EXERCISE:
Every entry needs to be printed exactly, please.

RECORDS FOR THIS EXERCISE:
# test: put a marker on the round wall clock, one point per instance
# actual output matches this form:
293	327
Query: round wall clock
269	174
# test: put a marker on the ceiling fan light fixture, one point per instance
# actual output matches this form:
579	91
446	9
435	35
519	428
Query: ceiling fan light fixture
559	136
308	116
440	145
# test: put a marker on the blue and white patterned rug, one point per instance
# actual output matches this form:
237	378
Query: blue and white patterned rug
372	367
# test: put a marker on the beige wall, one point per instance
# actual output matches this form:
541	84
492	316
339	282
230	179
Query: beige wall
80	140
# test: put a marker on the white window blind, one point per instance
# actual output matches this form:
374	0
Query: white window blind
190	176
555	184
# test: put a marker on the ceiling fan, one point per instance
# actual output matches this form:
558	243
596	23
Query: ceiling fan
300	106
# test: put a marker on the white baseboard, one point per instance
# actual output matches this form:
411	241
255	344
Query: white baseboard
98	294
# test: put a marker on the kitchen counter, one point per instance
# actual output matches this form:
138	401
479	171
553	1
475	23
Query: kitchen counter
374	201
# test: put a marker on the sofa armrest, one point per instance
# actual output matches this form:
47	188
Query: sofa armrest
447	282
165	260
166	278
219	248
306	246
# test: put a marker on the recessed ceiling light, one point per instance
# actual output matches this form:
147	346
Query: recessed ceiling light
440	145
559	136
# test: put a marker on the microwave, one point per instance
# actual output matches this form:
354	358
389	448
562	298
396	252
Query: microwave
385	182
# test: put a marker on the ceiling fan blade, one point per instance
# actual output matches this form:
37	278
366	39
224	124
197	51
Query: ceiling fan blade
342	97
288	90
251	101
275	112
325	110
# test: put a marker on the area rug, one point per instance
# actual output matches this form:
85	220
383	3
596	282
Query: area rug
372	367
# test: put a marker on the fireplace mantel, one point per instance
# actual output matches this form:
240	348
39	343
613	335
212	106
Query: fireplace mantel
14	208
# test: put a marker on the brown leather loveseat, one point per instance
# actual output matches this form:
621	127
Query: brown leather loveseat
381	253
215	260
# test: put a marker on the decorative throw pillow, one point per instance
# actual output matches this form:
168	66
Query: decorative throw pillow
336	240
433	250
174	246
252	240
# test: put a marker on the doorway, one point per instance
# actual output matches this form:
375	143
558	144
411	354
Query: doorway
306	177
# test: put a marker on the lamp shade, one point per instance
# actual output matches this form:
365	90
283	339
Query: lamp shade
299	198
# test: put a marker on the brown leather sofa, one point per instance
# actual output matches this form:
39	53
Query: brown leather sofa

COMPLETE ANSWER:
# test: put a marker on the round wall clock, one point per instance
# actual output matches this form:
293	327
Query: round wall clock
269	174
# test: put a marker on the ceiling fan light fixture, one point per instance
# actual output matches this form:
579	91
446	9
435	35
519	428
Query: ceiling fan light fixture
559	136
308	116
440	145
# test: put a marker on the blue and white patterned rug, one point per instance
# actual output matches this form:
237	378
Query: blue and white patterned rug
372	367
# test: put a marker on the beige wall, one point per instance
# actual output matches this form:
541	84
492	316
339	282
230	179
Query: beige wall
80	140
# test: put a marker on the white window blind, one point per instance
# actual output matches this form:
374	0
Query: white window blind
190	176
555	184
# test: put a marker on the ceiling fan, one point per instance
# actual output matches this form:
558	243
596	23
Query: ceiling fan
300	106
# test: put a marker on the white baseboard, one point per instance
# actual output matches this form:
411	241
255	344
Query: white baseboard
98	294
# test: put a marker on the kitchen counter, one point per instance
# actual output matches this form:
138	401
479	171
553	1
475	23
Query: kitchen counter
374	201
# test: put a marker on the sofa armrest, one point per instance
# actual output matches this form:
47	188
Query: sofa armrest
447	282
165	260
166	278
219	248
306	246
# test: put a marker on the recessed ceiling light, one point per instance
# actual output matches this form:
147	346
Query: recessed ceiling light
440	145
559	136
# test: put a marker on the microwave, one point per instance
# actual output matches this form:
354	358
389	448
562	298
396	252
Query: microwave
385	182
# test: put a marker on the ceiling fan blade, one point per instance
# actual output matches this form:
37	278
366	39
224	124
197	51
Query: ceiling fan blade
342	97
288	90
251	101
275	112
325	110
# test: put a marker on the area rug, one point per instance
# actual output matches this form:
85	220
383	3
596	282
Query: area rug
372	367
# test: put a marker on the fireplace mantel, one point per instance
# actual output matches this form:
240	348
39	343
613	335
212	106
Query: fireplace mantel
14	208
# test: put a marker on the brown leather loveseat, one point per instance
# actual output matches this form:
621	127
Query: brown leather loveseat
381	253
215	260
# test: put a marker on the decorative throw pillow, one point per instance
# actual output matches this form:
168	66
Query: decorative throw pillow
336	240
433	250
174	246
252	240
# test: put a marker on the doorway, one point per instance
# actual output matches this form:
375	143
558	144
411	354
Query: doorway
306	177
# test: put a marker on the lamp shade, one point per instance
# actual output matches this form:
365	90
283	339
Query: lamp shade
299	198
# test: put a marker on the brown leather sofa, one point per instance
# actual output matches this form:
39	53
Query: brown leather sofa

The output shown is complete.